▸ Text for analysis
New imaging method could lead to earlier heart disease diagnosis, treatment
About 750,000 Americans have a heart attack every year. By the time someone knows he or she has blocked arteries, it’s too late to do much more than bypass surgery or putting in a stent to prop open the narrowed vessels. Sometimes a heart attack or stroke is the very first symptom.
But a new imaging method has been developed by Dr. Charalambos Antoniades of Britain’s University of Oxford and colleagues that could prove to be a better way of scanning someone’s heart to predict who is most at risk of a heart attack or stroke long before conventional imaging methods can do it.
The new imaging method detects inflamed fat cells as they are transforming into the inflamed, hardened plaques that clog up arteries.
The new method allows detector of small but inflamed artherosclerotic plaques in the heart arteries that are prone to rupture and are therefore about to cause a heart attack, Dr. Antoniades told reporters in a telephone briefing.
If the method holds up, doctors could start patients on drugs such as statins far earlier than they do now — in time to save them from ever developing serious heart disease, the researchers report.
It’s not just the fat cells that lead to heart disease, the No. 1 cause of death in the United State. It’s inflammation, also.
“Treatments that are known to reduce the risk of heart attacks, such as statin drugs, reduce inflammation much more than any detectable reduction in coronary artery narrowing,” said Oxford’s Keith Channon, who also worked on the study.
“But until now, there’s been no way to detect inflammation in the coronary arteries.
Doctors run many different tests to assess someone’s risk of heart disease. They measure cholesterol, blood pressure and heart rate, they test the electrical signals that keep the heart beating and they may also run imaging tests to check for clogged arteries.

▸ Supplied data
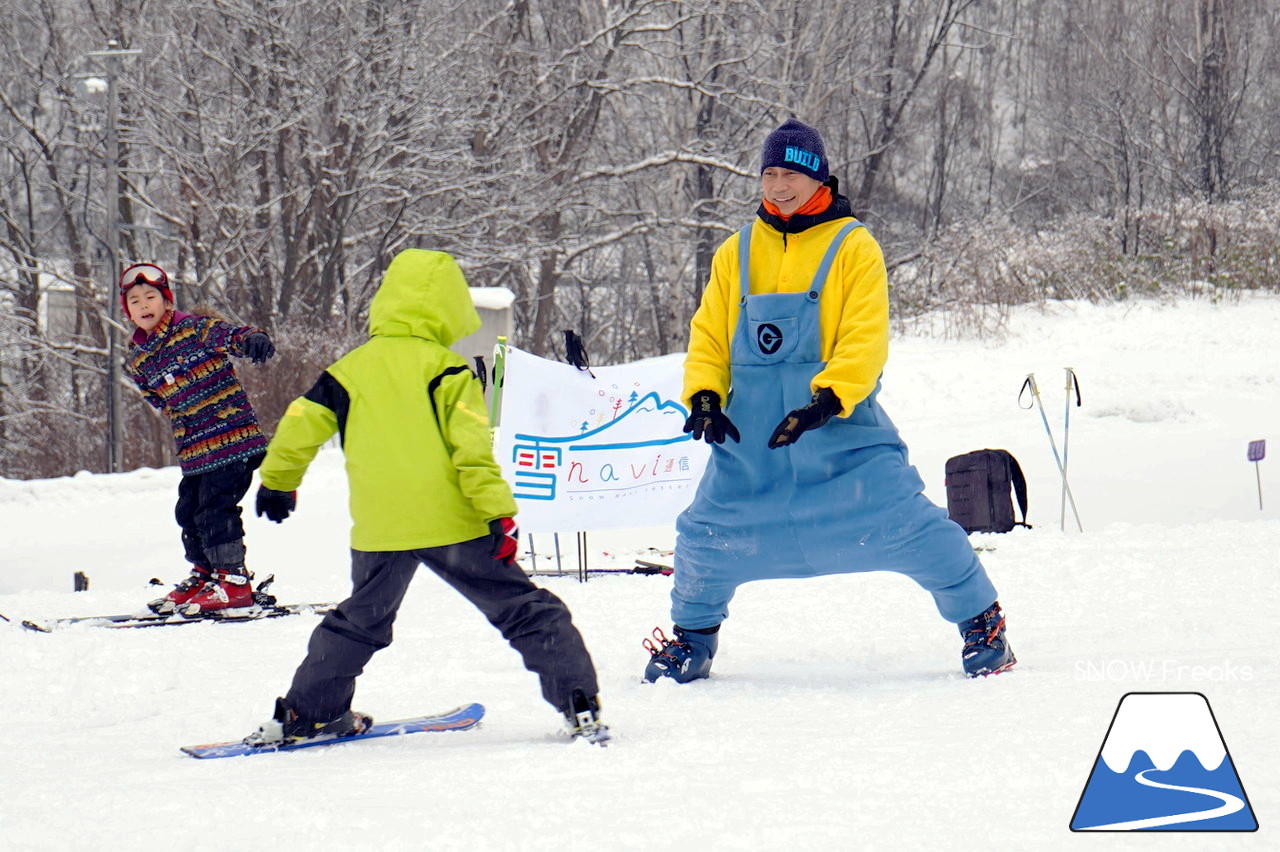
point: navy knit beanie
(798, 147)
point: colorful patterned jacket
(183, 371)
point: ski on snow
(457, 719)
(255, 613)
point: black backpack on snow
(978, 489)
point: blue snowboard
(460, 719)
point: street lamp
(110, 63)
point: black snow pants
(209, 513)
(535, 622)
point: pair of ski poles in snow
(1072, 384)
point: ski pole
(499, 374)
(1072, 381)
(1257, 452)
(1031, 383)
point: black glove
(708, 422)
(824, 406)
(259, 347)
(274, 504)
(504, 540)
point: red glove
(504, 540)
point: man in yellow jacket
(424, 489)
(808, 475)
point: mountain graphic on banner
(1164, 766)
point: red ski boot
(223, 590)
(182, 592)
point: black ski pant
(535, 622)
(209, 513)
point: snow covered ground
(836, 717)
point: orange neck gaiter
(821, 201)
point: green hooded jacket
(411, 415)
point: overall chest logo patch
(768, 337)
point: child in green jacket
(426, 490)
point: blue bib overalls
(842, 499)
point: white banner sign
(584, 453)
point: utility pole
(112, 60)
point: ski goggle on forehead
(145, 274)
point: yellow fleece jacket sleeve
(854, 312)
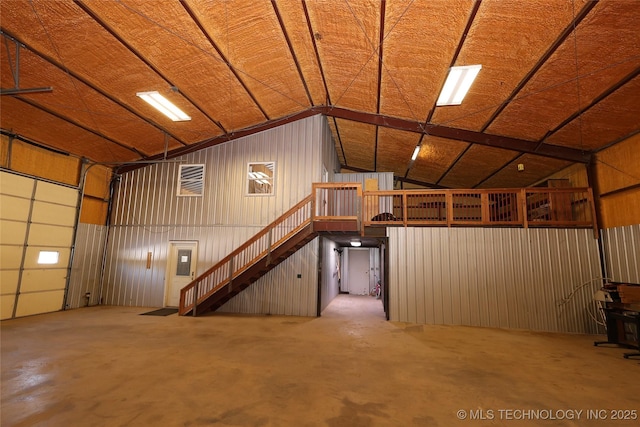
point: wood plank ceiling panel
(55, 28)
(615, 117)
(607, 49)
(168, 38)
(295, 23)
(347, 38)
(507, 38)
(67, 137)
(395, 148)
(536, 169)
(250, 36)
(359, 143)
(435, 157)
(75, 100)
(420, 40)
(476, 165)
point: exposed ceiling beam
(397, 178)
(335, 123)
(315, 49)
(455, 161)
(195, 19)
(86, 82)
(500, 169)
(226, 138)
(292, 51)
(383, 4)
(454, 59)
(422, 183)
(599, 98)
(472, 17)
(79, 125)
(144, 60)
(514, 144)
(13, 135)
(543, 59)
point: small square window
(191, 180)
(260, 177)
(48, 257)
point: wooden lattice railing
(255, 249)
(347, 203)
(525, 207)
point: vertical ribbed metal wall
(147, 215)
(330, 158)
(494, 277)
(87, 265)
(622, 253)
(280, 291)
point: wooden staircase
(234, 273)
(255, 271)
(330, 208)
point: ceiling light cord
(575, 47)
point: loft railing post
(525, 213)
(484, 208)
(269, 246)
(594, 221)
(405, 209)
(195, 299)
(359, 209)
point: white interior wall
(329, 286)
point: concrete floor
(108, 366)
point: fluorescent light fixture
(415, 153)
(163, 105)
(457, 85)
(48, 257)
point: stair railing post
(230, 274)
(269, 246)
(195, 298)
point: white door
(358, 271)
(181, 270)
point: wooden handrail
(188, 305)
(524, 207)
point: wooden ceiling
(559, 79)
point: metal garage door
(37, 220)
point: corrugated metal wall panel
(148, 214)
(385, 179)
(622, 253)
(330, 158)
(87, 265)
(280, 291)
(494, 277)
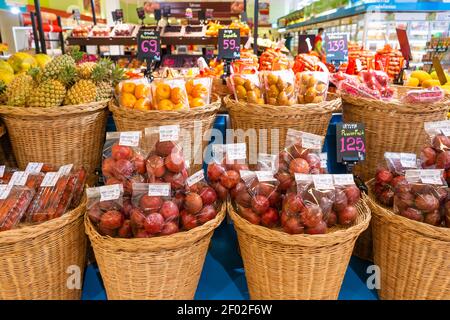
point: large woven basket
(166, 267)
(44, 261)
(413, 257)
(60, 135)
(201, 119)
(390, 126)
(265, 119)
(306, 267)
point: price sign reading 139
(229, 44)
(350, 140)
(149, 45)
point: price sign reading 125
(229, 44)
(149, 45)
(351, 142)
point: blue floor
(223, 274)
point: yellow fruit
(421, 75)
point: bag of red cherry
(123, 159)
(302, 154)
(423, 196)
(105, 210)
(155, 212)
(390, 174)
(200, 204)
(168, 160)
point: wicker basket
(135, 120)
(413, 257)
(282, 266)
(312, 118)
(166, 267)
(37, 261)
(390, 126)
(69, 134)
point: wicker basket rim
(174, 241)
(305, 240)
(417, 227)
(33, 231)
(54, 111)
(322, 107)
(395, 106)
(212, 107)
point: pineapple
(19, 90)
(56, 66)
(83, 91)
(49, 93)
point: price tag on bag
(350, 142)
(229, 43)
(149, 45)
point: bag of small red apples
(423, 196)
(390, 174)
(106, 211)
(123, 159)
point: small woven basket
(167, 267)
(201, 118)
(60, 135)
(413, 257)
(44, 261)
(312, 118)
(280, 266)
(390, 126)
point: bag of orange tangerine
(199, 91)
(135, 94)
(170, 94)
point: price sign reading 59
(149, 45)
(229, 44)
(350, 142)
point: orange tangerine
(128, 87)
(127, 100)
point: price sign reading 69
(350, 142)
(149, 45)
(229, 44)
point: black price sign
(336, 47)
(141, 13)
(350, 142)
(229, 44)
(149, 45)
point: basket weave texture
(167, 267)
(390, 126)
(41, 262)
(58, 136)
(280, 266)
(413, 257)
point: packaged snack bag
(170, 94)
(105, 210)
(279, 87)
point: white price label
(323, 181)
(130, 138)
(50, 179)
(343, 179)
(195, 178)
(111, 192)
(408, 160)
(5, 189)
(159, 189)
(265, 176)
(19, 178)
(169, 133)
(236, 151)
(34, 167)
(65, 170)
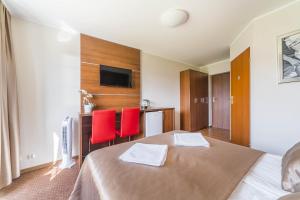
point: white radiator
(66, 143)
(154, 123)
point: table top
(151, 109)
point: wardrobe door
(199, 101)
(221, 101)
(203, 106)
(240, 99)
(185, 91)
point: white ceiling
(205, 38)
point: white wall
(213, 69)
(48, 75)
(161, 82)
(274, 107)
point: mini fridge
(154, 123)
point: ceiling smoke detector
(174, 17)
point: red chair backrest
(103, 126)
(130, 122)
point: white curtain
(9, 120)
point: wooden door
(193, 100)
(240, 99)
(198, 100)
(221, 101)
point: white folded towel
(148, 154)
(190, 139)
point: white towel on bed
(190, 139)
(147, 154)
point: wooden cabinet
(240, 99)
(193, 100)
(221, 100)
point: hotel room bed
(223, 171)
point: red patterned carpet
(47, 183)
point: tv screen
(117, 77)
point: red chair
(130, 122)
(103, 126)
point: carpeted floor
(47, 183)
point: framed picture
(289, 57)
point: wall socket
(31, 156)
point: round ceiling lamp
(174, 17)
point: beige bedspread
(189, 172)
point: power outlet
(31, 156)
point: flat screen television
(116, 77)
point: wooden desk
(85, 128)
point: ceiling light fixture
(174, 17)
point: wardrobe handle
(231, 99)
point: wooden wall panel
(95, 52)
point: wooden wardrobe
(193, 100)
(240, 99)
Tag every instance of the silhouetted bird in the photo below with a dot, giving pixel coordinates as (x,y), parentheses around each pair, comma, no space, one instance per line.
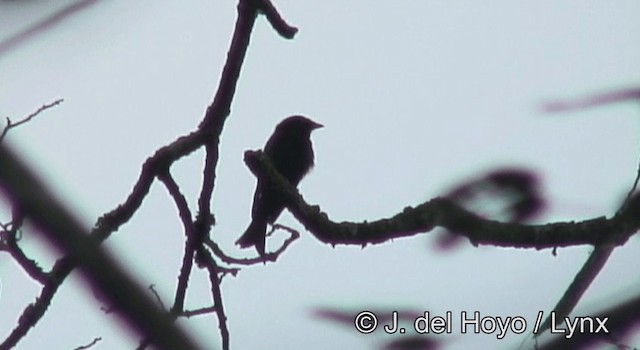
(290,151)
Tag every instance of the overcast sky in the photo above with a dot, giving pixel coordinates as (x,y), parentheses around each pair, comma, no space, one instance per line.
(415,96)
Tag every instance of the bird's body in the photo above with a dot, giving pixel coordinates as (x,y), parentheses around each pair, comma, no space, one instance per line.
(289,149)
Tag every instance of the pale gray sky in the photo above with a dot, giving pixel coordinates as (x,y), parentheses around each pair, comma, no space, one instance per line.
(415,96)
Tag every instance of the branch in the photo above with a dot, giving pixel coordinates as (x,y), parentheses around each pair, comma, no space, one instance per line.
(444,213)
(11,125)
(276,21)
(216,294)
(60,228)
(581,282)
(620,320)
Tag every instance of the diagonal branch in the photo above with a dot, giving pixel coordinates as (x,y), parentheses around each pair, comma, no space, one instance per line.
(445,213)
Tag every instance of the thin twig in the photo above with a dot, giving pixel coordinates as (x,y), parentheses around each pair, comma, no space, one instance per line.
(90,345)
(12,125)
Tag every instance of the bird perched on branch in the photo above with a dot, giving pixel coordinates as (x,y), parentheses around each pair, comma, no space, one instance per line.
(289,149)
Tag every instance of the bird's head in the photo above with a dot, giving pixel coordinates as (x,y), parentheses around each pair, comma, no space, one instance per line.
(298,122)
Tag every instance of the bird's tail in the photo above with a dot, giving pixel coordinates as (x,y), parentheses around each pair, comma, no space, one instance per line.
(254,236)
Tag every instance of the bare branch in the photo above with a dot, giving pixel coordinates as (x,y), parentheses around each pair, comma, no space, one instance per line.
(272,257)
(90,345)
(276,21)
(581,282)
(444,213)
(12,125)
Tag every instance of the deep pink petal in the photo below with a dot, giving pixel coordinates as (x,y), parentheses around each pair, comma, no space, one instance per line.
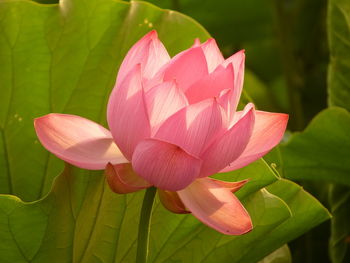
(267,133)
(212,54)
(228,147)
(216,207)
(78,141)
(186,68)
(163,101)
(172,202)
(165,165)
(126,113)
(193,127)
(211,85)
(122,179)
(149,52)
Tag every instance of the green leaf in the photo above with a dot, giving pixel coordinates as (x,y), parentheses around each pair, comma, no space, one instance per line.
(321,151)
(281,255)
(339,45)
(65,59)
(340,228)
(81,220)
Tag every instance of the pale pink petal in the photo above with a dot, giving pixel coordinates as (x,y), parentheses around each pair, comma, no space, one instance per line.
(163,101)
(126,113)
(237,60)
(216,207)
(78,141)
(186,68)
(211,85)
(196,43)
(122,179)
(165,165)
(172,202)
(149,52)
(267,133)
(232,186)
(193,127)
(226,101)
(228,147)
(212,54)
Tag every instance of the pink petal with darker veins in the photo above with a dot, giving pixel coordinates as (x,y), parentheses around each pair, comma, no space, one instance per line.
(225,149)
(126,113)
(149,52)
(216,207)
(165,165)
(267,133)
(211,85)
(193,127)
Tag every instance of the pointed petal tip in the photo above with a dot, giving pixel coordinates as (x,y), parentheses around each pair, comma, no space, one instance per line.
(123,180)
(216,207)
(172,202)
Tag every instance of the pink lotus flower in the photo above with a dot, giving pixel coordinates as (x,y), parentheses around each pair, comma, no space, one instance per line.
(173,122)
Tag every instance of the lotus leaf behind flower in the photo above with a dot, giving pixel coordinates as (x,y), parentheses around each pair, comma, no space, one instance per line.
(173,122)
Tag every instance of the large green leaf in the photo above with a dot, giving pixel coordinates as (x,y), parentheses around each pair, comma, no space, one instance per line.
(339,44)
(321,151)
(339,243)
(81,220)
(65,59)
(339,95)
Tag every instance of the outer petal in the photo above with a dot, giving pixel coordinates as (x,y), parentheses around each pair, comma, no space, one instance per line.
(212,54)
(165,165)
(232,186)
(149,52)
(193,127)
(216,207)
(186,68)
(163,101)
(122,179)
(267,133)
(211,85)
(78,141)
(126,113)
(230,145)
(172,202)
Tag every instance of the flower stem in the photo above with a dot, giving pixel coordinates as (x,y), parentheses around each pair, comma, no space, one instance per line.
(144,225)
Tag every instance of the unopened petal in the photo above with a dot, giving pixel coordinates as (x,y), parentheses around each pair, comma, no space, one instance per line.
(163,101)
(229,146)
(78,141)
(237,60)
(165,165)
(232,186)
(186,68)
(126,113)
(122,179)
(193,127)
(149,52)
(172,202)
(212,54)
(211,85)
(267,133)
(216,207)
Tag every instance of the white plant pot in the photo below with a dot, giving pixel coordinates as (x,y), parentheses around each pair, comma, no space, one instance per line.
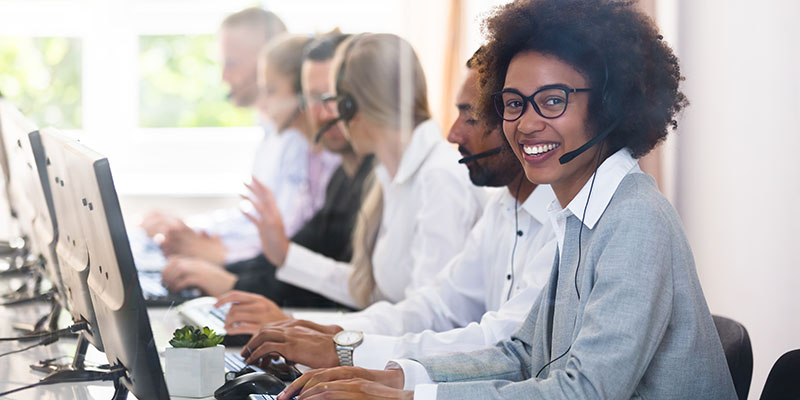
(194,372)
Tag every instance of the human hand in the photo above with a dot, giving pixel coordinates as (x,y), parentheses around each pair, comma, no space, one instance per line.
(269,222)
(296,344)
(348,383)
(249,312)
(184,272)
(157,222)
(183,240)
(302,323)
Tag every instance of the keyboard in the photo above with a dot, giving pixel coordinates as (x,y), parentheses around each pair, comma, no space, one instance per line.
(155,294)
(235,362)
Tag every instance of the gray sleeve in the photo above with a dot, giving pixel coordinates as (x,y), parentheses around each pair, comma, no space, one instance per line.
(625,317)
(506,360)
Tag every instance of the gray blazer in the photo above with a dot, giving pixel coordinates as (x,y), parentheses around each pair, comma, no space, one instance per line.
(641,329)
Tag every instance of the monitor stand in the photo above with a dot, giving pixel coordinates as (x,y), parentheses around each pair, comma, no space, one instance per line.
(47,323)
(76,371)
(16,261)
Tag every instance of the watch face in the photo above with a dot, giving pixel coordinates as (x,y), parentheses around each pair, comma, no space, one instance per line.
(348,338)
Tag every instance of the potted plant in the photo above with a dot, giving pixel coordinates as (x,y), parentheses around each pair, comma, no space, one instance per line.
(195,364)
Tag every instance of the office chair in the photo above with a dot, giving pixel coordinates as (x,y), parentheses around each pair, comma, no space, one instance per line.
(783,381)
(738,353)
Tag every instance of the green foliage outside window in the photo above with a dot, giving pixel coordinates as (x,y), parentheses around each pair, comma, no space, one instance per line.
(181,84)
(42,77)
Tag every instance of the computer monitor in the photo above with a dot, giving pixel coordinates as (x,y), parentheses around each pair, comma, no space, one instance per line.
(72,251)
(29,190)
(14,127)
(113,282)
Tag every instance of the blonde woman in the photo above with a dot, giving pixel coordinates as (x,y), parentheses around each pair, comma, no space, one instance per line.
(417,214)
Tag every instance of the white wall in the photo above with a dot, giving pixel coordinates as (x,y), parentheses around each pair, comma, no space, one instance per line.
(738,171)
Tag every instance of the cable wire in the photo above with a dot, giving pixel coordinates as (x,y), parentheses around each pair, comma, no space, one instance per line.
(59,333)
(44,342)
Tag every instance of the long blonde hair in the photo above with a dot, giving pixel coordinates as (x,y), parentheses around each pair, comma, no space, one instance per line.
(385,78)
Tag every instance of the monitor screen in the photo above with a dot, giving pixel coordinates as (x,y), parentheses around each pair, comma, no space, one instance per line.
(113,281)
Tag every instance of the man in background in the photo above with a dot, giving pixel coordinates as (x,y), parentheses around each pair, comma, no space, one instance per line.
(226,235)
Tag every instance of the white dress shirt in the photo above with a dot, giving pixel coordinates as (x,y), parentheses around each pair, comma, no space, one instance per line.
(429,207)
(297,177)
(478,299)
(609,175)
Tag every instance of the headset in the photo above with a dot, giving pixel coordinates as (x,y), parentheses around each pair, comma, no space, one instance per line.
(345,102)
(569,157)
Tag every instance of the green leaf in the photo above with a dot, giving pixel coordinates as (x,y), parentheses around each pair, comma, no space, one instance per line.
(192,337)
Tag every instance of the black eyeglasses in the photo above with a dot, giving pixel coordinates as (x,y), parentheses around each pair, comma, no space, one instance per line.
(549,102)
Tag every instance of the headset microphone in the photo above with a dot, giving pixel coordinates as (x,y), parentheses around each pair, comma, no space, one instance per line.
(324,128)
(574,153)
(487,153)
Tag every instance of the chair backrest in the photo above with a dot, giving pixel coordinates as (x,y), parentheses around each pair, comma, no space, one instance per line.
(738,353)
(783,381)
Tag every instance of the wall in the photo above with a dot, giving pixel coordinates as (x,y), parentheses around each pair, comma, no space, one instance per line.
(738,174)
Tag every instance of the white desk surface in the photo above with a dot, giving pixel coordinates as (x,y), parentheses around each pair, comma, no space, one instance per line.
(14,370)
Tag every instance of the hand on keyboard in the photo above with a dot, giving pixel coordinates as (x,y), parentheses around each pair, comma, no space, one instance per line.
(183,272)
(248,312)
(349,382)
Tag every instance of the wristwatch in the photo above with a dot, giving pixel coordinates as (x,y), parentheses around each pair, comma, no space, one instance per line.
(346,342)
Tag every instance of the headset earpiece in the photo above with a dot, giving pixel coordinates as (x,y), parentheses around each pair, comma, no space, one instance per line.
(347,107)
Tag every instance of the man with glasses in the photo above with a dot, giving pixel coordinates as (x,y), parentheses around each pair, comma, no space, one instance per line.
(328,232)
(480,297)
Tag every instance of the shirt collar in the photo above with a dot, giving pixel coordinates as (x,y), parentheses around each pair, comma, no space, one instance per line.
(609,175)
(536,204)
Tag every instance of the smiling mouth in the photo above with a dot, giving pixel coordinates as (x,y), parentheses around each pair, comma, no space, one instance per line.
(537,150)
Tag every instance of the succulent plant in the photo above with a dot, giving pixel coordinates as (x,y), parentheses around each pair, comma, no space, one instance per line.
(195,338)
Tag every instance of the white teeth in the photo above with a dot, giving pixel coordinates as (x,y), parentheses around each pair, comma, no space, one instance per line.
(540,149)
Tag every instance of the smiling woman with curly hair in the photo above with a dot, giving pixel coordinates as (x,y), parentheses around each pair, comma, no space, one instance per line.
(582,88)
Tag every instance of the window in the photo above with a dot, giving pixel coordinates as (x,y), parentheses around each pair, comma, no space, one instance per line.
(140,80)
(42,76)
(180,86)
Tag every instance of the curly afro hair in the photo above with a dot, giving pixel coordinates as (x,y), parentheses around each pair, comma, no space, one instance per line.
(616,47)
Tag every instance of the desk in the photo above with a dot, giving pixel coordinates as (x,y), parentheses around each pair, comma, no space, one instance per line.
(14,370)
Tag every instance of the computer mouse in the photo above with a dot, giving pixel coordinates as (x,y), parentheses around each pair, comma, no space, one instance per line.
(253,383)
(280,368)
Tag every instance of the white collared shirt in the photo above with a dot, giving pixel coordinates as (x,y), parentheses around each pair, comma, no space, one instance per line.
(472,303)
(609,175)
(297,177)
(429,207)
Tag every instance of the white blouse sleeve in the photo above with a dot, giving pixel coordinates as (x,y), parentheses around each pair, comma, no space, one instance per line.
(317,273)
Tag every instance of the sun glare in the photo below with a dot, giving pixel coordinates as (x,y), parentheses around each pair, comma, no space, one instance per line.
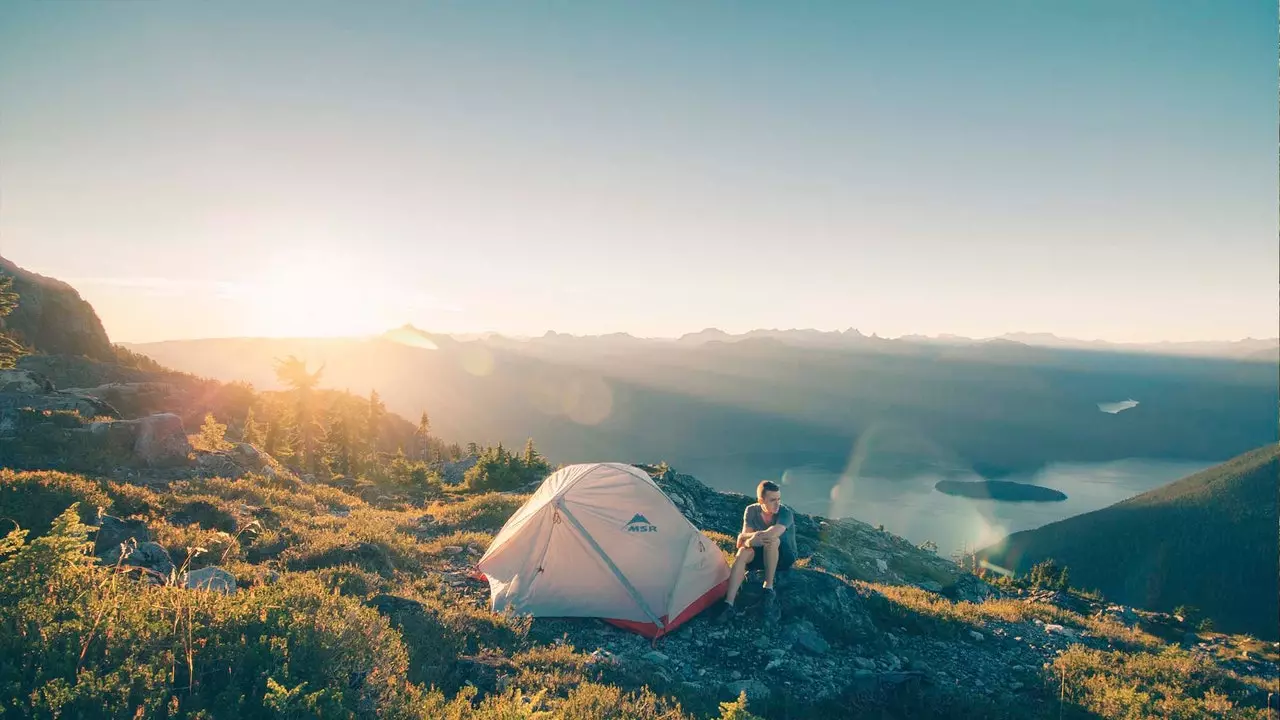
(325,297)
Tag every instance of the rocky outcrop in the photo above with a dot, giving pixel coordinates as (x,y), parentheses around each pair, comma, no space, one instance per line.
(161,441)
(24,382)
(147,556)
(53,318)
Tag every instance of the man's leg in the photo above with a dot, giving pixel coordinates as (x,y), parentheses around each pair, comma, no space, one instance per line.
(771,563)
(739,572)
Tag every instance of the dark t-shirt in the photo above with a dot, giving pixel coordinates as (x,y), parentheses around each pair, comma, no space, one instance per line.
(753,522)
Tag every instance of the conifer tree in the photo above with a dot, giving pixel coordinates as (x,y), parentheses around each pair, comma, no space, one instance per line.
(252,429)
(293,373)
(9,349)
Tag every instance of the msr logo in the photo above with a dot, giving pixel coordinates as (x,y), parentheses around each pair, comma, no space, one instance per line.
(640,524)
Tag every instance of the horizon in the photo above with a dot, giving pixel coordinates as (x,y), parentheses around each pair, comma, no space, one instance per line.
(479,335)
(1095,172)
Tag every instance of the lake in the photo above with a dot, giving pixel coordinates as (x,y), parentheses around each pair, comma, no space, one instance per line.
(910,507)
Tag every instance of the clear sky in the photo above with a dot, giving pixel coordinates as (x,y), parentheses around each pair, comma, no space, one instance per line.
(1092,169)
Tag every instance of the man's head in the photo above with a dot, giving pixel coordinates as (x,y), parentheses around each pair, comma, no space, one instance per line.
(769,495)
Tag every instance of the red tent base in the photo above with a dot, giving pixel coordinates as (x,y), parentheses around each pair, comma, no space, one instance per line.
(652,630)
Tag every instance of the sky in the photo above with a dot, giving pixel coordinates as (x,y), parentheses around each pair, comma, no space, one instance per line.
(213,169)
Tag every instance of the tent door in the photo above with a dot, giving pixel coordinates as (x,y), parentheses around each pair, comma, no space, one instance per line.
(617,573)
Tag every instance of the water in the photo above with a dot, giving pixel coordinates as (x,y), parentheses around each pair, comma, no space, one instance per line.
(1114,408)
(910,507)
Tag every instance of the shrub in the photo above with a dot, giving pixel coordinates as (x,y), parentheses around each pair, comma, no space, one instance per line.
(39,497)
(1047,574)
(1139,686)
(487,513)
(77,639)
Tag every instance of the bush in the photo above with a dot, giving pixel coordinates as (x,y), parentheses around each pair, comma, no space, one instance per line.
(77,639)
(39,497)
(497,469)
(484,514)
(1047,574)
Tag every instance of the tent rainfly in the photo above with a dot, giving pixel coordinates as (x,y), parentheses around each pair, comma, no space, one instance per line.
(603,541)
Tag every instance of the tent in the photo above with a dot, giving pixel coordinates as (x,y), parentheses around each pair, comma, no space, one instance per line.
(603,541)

▸ The problem
Decide whether each statement below agrees with the article on the new heart imaging method, answering yes or no and quoting the words of the article that decide it. (a) Roughly 750,000 Americans have a heart attack each year. (b) The new method detects plaques only after they have fully hardened. (c) Keith Channon said statin drugs reduce inflammation more than they measurably reduce coronary artery narrowing.

▸ Output for this exercise
(a) Yes: "About 750,000 Americans have a heart attack every year."
(b) No: "The new imaging method detects inflamed fat cells as they are transforming into the inflamed, hardened plaques that clog up arteries."
(c) Yes: "reduce inflammation much more than any detectable reduction in coronary artery narrowing"